DESCRIPTION OF THE TASK:
Recast the lines from the one containing "Exercise. Point out the green tree" through the one containing "263), (154, 263)]" as a Markdown table with the columns Row and Line, numbering each line and omitting blank ones.

DATASET EXTRACT:
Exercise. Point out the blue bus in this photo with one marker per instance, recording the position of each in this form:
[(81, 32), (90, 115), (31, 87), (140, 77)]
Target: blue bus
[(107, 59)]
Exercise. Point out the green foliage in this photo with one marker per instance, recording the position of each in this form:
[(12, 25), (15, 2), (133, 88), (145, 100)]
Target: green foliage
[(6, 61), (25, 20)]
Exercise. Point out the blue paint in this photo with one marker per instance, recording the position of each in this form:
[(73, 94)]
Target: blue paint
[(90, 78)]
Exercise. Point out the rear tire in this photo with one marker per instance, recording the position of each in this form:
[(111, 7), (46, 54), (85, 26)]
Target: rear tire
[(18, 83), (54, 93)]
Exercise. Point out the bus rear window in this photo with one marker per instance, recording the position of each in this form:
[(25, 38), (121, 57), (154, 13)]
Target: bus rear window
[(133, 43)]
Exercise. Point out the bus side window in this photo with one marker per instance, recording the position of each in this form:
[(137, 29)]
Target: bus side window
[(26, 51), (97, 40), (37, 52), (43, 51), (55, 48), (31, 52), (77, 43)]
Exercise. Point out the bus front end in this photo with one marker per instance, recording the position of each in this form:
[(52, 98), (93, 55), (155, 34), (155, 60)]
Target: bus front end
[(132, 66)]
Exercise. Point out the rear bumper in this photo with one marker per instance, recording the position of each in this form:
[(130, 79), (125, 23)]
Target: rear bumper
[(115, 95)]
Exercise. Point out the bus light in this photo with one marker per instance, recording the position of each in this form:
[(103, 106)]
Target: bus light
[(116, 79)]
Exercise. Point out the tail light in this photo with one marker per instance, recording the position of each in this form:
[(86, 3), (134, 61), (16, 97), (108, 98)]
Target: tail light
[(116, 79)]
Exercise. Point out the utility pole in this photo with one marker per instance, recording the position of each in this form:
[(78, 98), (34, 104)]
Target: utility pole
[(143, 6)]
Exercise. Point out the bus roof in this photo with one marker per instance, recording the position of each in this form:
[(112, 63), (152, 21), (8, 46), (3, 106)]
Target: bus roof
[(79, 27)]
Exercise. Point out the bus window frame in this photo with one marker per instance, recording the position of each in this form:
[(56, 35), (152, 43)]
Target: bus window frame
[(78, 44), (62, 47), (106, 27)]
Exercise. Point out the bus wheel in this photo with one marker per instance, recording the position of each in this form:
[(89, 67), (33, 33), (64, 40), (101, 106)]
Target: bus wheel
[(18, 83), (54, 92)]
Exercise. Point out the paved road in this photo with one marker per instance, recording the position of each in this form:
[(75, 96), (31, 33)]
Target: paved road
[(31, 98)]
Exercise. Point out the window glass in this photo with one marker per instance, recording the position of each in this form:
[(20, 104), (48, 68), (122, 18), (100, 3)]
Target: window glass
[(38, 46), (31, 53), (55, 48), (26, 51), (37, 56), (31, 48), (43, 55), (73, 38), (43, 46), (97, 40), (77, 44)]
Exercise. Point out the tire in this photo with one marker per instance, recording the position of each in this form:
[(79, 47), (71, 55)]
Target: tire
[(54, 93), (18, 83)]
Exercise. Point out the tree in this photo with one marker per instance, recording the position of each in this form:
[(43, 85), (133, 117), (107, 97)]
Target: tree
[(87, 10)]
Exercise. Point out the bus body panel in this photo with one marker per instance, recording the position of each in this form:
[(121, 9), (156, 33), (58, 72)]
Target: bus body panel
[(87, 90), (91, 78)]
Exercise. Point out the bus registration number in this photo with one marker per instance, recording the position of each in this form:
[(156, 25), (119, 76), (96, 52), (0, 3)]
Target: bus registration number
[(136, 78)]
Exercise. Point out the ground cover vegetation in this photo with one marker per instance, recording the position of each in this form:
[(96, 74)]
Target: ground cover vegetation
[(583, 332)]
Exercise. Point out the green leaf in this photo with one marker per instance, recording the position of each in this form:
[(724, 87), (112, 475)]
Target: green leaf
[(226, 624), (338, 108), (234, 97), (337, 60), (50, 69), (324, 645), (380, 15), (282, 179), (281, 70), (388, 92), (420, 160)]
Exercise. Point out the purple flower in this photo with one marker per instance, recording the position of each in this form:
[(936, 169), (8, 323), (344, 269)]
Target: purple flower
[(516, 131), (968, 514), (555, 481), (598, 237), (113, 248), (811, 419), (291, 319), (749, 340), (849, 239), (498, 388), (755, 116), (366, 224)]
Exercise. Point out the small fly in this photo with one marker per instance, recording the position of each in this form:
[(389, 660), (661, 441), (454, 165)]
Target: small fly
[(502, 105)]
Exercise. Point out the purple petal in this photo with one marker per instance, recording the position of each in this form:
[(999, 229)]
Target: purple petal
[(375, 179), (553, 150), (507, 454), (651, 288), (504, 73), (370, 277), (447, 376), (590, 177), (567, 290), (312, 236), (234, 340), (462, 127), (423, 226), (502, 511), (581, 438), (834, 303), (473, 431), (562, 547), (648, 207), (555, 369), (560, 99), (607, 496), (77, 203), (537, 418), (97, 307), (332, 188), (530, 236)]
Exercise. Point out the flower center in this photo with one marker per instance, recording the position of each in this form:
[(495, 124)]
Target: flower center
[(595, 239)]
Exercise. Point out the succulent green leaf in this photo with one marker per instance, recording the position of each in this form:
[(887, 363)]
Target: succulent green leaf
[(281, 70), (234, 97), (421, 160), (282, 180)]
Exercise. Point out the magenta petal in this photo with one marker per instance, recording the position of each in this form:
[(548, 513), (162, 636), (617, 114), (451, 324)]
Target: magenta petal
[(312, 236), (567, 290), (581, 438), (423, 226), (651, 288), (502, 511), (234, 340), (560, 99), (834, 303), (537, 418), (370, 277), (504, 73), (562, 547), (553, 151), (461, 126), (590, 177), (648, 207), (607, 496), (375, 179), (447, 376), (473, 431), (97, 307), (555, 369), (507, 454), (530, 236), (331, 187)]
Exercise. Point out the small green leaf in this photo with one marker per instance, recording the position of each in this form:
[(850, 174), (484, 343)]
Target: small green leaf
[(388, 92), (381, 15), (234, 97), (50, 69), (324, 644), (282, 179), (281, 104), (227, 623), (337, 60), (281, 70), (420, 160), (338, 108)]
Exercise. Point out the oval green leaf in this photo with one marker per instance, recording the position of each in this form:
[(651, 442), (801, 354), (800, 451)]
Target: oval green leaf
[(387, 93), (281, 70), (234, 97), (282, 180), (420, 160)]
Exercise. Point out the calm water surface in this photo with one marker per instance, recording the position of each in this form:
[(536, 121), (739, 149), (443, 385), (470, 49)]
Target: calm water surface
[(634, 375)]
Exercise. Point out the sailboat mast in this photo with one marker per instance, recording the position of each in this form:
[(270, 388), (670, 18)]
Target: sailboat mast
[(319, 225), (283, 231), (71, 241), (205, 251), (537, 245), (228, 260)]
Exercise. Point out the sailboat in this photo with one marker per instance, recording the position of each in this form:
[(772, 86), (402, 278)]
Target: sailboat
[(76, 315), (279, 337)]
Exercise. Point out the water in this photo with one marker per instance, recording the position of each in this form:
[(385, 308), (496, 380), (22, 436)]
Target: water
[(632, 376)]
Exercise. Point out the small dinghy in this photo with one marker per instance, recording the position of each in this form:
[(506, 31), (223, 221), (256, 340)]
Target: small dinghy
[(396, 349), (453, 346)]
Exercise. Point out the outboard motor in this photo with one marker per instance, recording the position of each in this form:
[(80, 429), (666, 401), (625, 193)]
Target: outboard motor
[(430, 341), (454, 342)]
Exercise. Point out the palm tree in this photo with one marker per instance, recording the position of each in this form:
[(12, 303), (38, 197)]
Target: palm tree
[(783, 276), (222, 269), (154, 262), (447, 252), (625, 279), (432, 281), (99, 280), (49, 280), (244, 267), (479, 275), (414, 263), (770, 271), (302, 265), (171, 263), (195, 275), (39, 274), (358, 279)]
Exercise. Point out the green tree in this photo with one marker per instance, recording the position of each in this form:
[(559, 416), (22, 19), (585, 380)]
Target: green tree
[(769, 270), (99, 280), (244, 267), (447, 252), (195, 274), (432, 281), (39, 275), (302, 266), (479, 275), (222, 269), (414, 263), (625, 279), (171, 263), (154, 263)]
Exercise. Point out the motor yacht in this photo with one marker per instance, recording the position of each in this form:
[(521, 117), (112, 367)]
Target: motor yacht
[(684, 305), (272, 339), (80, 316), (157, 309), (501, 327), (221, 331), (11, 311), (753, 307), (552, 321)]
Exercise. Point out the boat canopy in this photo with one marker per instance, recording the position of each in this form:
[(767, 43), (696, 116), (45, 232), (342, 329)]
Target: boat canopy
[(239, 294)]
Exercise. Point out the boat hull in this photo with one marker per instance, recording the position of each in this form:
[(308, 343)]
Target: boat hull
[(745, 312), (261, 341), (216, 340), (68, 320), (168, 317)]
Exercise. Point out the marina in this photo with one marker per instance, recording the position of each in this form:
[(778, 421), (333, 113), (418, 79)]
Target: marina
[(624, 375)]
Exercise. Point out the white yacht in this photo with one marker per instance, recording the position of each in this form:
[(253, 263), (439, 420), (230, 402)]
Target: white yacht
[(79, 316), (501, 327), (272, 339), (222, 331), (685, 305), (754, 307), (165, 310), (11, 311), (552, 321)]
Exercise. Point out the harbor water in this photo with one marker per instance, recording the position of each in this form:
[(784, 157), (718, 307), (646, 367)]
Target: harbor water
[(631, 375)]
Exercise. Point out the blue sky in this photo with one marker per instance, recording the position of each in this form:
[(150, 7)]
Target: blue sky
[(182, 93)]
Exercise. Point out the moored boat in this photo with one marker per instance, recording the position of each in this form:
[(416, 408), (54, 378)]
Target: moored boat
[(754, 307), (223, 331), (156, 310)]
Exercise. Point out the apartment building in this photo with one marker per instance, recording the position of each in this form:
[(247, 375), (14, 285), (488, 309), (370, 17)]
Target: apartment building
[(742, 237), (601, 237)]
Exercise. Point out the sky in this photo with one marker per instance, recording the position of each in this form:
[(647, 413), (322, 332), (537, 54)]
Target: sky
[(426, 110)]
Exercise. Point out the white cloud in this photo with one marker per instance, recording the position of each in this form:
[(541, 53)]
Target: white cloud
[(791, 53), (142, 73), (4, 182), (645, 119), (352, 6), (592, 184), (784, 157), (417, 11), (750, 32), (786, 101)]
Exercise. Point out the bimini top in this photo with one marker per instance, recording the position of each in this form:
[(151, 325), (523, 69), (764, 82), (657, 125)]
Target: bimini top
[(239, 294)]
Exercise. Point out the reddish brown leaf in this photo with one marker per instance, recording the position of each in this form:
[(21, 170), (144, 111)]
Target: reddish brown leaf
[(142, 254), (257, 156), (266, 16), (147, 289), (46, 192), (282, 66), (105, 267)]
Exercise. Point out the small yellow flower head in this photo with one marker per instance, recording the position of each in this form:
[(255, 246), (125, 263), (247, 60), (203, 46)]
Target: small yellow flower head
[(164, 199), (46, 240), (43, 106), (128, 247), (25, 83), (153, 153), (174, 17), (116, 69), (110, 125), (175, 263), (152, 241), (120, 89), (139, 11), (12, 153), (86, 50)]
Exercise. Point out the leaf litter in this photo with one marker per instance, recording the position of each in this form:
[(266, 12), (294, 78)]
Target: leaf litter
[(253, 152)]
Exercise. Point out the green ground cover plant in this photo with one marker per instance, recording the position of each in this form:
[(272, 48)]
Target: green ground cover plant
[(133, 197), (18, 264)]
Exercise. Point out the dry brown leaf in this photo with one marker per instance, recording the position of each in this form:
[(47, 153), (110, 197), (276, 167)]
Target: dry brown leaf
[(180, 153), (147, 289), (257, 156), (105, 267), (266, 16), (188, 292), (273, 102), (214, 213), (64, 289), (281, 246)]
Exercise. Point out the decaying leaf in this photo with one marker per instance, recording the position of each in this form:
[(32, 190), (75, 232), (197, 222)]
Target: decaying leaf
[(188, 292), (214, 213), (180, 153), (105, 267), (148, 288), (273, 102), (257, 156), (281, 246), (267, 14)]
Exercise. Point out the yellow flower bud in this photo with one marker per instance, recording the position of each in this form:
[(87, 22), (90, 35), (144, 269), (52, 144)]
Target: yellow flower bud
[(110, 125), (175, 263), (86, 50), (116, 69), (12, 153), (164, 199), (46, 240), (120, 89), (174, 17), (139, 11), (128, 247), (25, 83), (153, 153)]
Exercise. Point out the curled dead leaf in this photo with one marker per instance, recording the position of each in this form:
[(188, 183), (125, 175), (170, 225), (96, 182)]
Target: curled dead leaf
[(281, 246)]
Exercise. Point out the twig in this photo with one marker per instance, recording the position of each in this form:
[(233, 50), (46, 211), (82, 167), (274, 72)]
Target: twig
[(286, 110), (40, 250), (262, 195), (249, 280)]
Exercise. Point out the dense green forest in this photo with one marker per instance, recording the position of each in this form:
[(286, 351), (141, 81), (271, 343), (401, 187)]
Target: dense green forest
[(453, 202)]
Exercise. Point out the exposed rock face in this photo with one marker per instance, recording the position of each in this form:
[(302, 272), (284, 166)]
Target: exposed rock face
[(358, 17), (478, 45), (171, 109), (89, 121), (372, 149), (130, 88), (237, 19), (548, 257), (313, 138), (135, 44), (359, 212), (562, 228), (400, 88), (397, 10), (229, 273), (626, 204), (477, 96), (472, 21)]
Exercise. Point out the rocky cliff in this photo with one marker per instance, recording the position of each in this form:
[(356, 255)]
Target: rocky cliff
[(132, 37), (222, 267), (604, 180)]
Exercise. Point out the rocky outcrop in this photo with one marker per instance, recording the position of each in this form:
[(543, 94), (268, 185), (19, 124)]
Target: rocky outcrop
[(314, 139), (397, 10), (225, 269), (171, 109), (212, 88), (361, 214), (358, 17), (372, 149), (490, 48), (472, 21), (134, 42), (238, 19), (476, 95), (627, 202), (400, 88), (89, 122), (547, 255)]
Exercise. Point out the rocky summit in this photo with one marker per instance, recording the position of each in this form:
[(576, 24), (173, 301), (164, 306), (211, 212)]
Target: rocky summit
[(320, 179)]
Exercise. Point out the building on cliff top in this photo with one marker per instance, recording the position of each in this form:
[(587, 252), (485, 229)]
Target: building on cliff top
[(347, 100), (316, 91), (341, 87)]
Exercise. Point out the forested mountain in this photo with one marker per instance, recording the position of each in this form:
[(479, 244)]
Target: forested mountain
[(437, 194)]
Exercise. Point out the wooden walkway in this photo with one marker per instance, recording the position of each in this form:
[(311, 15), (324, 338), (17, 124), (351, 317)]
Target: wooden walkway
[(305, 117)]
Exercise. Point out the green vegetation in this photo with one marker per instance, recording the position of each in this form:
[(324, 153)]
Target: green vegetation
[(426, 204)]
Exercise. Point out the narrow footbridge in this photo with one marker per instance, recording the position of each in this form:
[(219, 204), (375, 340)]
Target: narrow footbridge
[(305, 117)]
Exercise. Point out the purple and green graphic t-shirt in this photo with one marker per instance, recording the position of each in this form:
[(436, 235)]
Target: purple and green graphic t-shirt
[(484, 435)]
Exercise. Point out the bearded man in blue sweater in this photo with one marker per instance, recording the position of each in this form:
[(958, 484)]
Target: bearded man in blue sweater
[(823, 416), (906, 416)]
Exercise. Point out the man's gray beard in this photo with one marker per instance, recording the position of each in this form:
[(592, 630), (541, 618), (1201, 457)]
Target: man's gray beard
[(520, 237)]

ANSWER BELOW:
| Row | Line |
|---|---|
| 1 | Exercise. Point out the green tree in this photo with one marker per instance, recording the position of each in this form: |
| 2 | [(559, 416), (22, 19), (585, 380)] |
| 3 | Target: green tree |
| 4 | [(769, 270), (99, 280), (244, 267), (447, 252), (195, 274), (432, 281), (39, 275), (302, 266), (479, 275), (222, 269), (414, 263), (625, 279), (171, 263), (154, 263)] |